▶ [EXERCISE INSTRUCTIONS]
Write out the lines starting at the one that holds "the military truck" and ending with the final line of the data, exactly and with no others.

╭─ DATA IN THIS EXERCISE

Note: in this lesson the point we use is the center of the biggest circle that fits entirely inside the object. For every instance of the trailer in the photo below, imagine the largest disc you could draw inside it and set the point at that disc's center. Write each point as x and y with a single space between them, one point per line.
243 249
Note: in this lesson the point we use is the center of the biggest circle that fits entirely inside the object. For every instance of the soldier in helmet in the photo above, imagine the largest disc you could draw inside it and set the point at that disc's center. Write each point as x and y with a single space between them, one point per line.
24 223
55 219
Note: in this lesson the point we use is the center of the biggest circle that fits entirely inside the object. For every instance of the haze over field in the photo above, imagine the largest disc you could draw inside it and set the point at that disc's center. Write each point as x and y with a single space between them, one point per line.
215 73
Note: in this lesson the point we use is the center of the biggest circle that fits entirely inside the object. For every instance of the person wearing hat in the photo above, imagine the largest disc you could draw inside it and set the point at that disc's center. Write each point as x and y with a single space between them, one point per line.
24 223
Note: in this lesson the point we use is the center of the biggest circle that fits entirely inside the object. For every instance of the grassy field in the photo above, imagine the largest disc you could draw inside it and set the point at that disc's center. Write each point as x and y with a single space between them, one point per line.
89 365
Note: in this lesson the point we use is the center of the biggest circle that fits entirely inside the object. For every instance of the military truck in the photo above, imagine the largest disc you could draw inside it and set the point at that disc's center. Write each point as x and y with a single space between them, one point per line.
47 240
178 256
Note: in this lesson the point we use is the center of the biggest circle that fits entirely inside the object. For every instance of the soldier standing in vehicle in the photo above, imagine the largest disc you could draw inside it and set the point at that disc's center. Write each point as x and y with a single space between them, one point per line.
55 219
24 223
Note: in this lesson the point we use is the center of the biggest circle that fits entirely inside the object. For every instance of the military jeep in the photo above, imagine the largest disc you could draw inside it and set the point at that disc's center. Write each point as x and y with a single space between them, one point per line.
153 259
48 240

╰─

▶ [TASK SOLUTION]
Note: in this lesson the point we use is the center of the biggest circle that fits entirely inside the object. For every instance of the military truck in the photo above, imagine the largest disc you could draw inside it and set the point at that disc's center. Write each point as x and y with a single space between them, one point per line.
47 240
178 256
Note: in this lesson the point we use is the center of the biggest circle that fits entirely inside the object. For every instance of the soldier standing in vehicle in the photo above, imagine the largest disc you could draw inside it and set the point at that disc's center. Write each point as x and y with a single space between them, one point per line.
55 219
24 223
Note: in this lesson the point we use is the center of the biggest circle that fits entirely inside the object. For every instance of the military jeep in the photo above, imagine the largest disc you could draw inside it and set the point at that disc's center. Write each point as x and y with a single space between them, one point per line.
153 259
48 240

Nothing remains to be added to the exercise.